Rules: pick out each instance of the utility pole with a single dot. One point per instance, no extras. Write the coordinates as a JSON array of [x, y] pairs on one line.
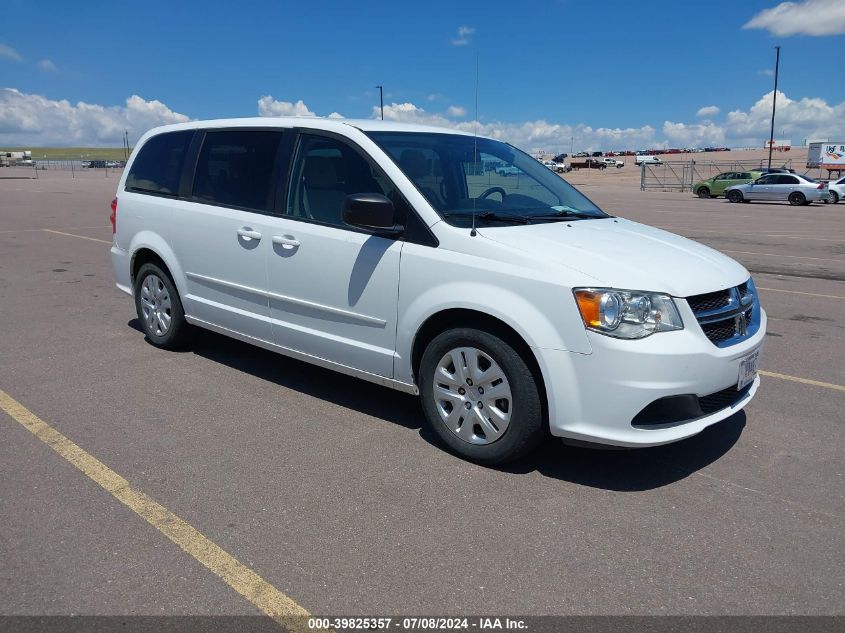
[[774, 104], [381, 100]]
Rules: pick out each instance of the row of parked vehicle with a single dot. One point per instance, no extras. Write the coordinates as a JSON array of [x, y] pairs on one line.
[[773, 184]]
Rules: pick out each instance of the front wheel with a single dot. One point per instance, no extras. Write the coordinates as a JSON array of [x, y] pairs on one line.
[[796, 198], [160, 309], [480, 397]]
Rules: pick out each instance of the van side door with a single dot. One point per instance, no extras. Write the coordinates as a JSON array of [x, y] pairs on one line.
[[221, 234], [333, 288]]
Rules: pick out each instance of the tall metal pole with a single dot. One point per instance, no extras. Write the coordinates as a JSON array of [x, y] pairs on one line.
[[774, 105]]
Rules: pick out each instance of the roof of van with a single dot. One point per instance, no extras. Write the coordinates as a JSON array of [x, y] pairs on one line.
[[319, 123]]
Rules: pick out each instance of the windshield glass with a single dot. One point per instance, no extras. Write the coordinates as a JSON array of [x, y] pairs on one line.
[[496, 181]]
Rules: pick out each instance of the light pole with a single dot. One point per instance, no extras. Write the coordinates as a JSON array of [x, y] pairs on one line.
[[381, 100], [774, 104]]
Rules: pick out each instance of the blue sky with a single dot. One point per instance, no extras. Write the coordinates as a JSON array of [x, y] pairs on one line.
[[577, 65]]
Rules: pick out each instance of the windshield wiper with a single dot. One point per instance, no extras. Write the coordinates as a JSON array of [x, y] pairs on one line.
[[490, 216], [564, 214]]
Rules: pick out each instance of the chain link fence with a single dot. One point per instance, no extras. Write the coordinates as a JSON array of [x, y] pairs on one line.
[[682, 175]]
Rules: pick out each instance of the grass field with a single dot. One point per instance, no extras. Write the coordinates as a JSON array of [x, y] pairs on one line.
[[70, 153]]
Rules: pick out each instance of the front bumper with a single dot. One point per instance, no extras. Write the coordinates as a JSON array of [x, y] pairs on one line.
[[595, 397]]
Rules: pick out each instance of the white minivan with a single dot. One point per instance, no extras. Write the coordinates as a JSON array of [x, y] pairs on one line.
[[512, 305]]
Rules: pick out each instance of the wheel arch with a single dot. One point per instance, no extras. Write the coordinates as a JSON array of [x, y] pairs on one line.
[[451, 318], [151, 248]]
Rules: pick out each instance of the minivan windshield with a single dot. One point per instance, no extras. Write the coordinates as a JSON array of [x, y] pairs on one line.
[[462, 175]]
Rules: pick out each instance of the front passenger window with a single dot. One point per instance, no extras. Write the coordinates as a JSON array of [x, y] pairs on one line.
[[324, 172]]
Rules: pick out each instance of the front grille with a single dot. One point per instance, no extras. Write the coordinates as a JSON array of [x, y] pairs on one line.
[[710, 301], [727, 316]]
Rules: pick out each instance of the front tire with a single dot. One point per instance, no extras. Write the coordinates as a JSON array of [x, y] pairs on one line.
[[796, 198], [480, 397], [159, 308]]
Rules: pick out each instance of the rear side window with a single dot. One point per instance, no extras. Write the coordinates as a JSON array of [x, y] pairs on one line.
[[158, 166], [236, 167]]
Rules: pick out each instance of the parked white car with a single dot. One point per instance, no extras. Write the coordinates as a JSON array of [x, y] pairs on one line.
[[647, 160], [381, 250], [792, 188], [612, 162]]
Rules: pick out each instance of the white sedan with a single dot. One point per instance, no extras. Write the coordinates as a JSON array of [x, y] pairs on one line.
[[790, 187]]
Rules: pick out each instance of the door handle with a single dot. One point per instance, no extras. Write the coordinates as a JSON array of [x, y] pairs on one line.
[[249, 234], [286, 241]]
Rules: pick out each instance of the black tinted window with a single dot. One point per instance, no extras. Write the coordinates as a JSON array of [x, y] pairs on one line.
[[235, 168], [158, 166], [325, 171]]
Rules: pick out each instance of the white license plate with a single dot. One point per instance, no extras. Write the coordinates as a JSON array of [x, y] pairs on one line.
[[747, 369]]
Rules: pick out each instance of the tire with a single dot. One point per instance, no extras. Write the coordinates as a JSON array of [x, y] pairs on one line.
[[156, 300], [469, 360], [796, 198]]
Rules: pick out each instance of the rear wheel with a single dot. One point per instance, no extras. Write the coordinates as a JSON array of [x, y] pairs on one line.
[[480, 397], [159, 308], [797, 198]]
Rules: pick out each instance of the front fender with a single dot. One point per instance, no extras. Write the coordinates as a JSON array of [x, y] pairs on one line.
[[156, 243]]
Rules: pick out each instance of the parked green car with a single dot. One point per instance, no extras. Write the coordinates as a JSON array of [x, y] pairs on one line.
[[716, 186]]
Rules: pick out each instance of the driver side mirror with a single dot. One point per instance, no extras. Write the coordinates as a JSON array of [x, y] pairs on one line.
[[372, 212]]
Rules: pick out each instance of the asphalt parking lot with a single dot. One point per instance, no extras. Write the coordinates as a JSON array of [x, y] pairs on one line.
[[328, 489]]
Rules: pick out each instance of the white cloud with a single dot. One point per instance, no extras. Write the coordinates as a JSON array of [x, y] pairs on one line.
[[708, 111], [463, 36], [7, 52], [268, 106], [527, 134], [808, 17], [33, 120]]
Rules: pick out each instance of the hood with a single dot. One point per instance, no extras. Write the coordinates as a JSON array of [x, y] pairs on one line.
[[618, 253]]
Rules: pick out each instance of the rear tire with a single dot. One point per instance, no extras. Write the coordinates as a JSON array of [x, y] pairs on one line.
[[160, 309], [480, 397]]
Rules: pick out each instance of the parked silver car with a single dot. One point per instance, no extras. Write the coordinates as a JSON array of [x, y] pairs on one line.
[[791, 187]]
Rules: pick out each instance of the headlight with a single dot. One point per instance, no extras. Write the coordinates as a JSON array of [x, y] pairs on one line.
[[627, 313]]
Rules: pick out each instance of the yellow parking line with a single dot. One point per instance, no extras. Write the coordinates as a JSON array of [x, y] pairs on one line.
[[82, 237], [798, 292], [234, 573], [805, 381]]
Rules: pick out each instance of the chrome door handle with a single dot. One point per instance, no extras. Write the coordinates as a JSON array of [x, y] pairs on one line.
[[286, 241], [249, 234]]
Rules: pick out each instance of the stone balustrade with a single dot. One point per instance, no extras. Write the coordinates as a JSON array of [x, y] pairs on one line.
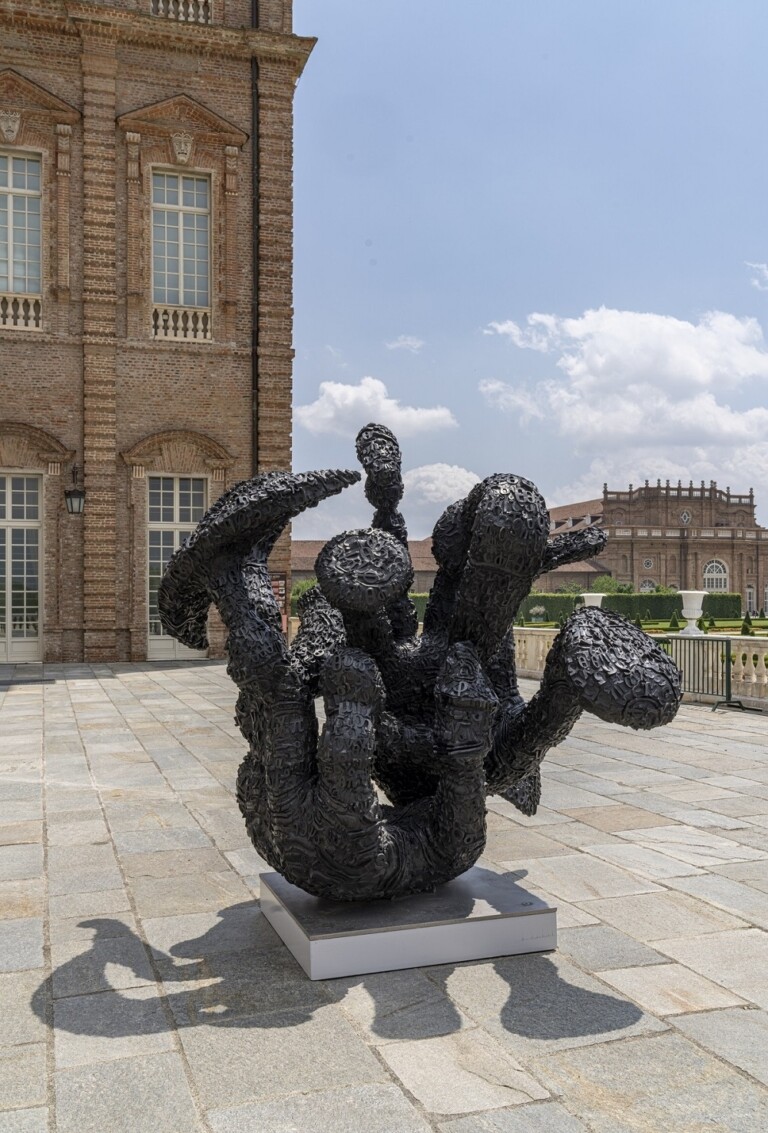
[[749, 662]]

• What is needed:
Word for word, restate the material above; do not carry over the pictures.

• Expected answer:
Rules: pick out each instance of the utility pole with a single dot. One point per instance, no extras. Write the coordinates as a JSON array of [x, y] pairs on one line.
[[774, 104], [381, 100]]
Rules: pick out each instance of the row of parked vehicle with a single dot. One point per instance, no extras. Write the coordinates as a JSON array of [x, y] pairs on one line.
[[773, 184]]
Rules: pick out each instance of the front wheel with a single dot. One point per instance, no extras. Write the coordinates as a JSON array of [x, y] pairs on one line.
[[796, 198], [160, 309], [480, 397]]
Rules: pick out each instance of the van side door with a single dot. One point per instance, no extras. Write the coordinates as a JSON array of [x, y] pairs on one line.
[[221, 234], [333, 288]]
Rules: pick out each instance of the tall metal pole with a single dot. One point per instance, no extras. Write the coordinates as a JSON array of [x, y] pairs on one line.
[[774, 105]]
Rules: pick out each instance of the roof of van with a single dot. One point per instance, no extras. Write the coordinates as a JSON array of [x, y] pairs on one line.
[[319, 123]]
Rules: pick out each instance of the windshield glass with a single dot. One point per instance, no extras. Write the coordinates as a JSON array of [x, y] pairs on one line.
[[496, 181]]
Rules: pick out each instance of the light pole with a single dot. One point per instance, no extras. Write the coordinates as a JSON array of [x, y] pairs on one line.
[[381, 100], [774, 104]]
Rules: pick out each instance of the blue sky with a single dot. One point per instance, no extras. Write the coordinates as a JSON array of [x, y] pairs on one line.
[[577, 65]]
Rules: pick out each instance of the windshield wiper with a single dot. One point per instance, no extras. Write the coordinates as a JSON array of [x, y] pairs on one line.
[[490, 216], [564, 214]]
Rules: pick out each instance of the chain link fence with a single dot. One point per instance, no extras. Write the coordinates as a JSON array of [x, y] pairs on one line.
[[682, 175]]
Rules: pick out each instance of the grass field with a single dot. One point per instance, no extras. Write the coordinates as a JSON array of [x, y] pairs on one line.
[[70, 153]]
Rules: pick out each instance of the front bumper with a single dot. One point per instance, no extras. Write the coordinates as a JSON array of [x, y] pairs on one line.
[[595, 397]]
Rules: pick out each instance of the white minivan with a single dot. One point per instance, no extras. Write the coordinates as a JSON array of [x, y] pairs on one line.
[[512, 305]]
Rules: pick out each instance of the wheel arch with a single dot. One point per instance, no extras. Write the coordinates as a JSON array of [x, y] pairs on one line.
[[451, 318], [151, 248]]
Rules: pick out each instance of the minivan windshield with a single dot. One point per instance, no extras. Write the coordinates as a JSON array of [x, y] pairs on one line.
[[462, 175]]
Rules: pick out each instance of the front passenger window with a single dot. One point per instance, no extras. Write the coordinates as a JSON array of [x, y] pairs on one line.
[[324, 172]]
Rules: pick out each instance of the front grille with a single dot. One point per instance, no extras. Write the coordinates as a JSON array of [x, y] pairs on one line.
[[710, 301], [727, 316]]
Rules: pick out each instance of the front tire with a single dot. One point per instance, no extras. Write the coordinates as a JSON array of [x, y] pairs on one line.
[[796, 198], [480, 397], [159, 308]]
Rules: pick out each instance of the rear side window with a single dot. One point per instance, no extras. Write the coordinates as a JSON array of [x, y] pairs on one line.
[[158, 166], [236, 167]]
Rules: pick out each instance of the parked white car with a single dot. One point per instance, no extras. Write the coordinates as a JSON array of [x, y] pairs on one line.
[[647, 160], [381, 250], [792, 188], [612, 162]]
Rules: pick out each instance of the white sedan with a single dot. One point per instance, no extras. Write the coordinates as a JSON array of [x, y] pairs on one line.
[[790, 187]]
Rules: pick out each instance of the door handle with a single dot. One point per instance, no extras. Write the coordinates as a JSON array of [x, y] pairs on one line.
[[249, 234], [286, 241]]
Rules: pick out each instance of the black tinted window with a single dot. One point per instance, no extras. Write the coordinates as a JSON array of [x, y] pairs on one line.
[[235, 168], [158, 166], [325, 171]]
Rules: pick out each instance of the white license plate with a single dot. One point per instance, no extras. Write the coordinates as a JSON array of [x, y] pairs on one line.
[[747, 369]]
Rules: pick out each instance of the tire with a single dot. One point per instance, no extras. Write the coordinates as a JSON array of [x, y] pairs on one line.
[[156, 300], [469, 360], [796, 198]]
Rules: pick out each instance of the rear wheel with a single dot. One point per instance, no extras. Write the coordinates as a JSON array of [x, y] pairs on one line.
[[480, 397], [159, 308], [797, 198]]
Rules: pick out each instance of the front fender with a single dot. One point per instance, no extras. Write the coordinates as a JSON array of [x, y] pairs on one line.
[[156, 243]]
Rules: pick out each instance of the parked green car with a single dot. One point per instance, no extras. Write the coordinates as a JSON array of [x, y] pairs on one line.
[[716, 186]]
Rules: pick out each instance of the driver side mirror with a single dot. One point per instance, no extras. Write the coordinates as a JSON array of [x, y] pairs on one line.
[[372, 212]]
Rules: pick out each instance of the asphalt parking lot with a single dot. One point per instance, no extras. Write the coordinates as a JSON array of [x, y] pairs on one line.
[[328, 489]]
Rules: pick out each instance of the white cloud with a single dot. One point per instance, no extras. Write the coordinates as a JSON array of [x, y] pairs on one line.
[[708, 111], [463, 36], [7, 52], [268, 106], [527, 134], [808, 17], [33, 120]]
Rules: pick out each instance of the hood with a single dot. One point per instance, no extras. Write the coordinates as a JSON array of [x, y] pairs on one line.
[[618, 253]]
Rules: pick out each instance of the rear tire with a single dot. One point per instance, no extras. Write the coordinates as a JSON array of [x, y] pairs on one line.
[[160, 309], [480, 397]]
Rules: pick out each instance of the parked silver car with a single dot. One point per instance, no extras. Write the coordinates as a JSON array of [x, y] pairs on one line.
[[791, 187]]
Rules: pick out each instance of the headlight with a single dot. One point per instance, no extras. Write the coordinates as a JSON array of [x, y] pairs on one line.
[[627, 313]]
Rules: pick out each instance of the yellow parking line with a single dot. One point per instance, no extras. Write the coordinates as a JSON array of [x, y] pairs on one line.
[[82, 237], [798, 292], [234, 573], [805, 381]]
Rules: pick out each instance of the chrome door handle with a single dot. One point per instance, no extras. Write the coordinates as a JSON array of [x, y] pairs on one line.
[[286, 241], [249, 234]]
Rules: pick out each instance of the stone balustrade with a single dot. One point per instance, no extras. Write the coordinates as a JSON array of [x, y] pairs on one line.
[[749, 662]]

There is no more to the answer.